Required work >> How do the lines below between the ones holding "Category: white shirt" and "Category: rolled-up sleeve", inclusive, read? Give them again exactly, with no other lines.

-- Task inputs follows --

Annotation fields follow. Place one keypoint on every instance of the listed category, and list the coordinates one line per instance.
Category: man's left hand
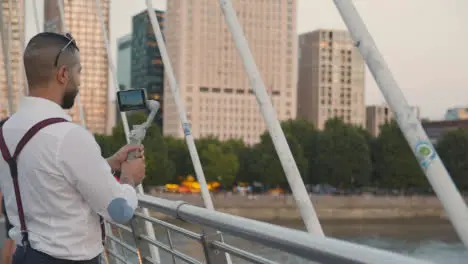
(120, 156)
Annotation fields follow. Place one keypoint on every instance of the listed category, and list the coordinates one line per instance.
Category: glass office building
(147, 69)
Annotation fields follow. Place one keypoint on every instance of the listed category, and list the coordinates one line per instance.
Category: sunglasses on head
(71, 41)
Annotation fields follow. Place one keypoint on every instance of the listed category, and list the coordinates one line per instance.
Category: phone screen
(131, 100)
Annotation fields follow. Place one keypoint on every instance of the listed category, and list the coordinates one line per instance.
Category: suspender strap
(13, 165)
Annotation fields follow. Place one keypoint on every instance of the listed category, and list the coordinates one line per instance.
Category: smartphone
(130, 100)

-- Task inputs concluded --
-- Task inputs follows --

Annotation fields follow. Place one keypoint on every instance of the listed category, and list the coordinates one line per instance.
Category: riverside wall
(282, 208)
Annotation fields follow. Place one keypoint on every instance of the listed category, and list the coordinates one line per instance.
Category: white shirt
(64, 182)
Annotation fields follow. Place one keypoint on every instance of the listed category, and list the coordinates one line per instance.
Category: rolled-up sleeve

-- Task inputs concluded --

Solved exercise >>
Category: white shirt
(64, 182)
Annotation fields follow. Place one keypoint on every instance of the listed category, and list the coordinates one line per instance.
Category: rolled-up sleeve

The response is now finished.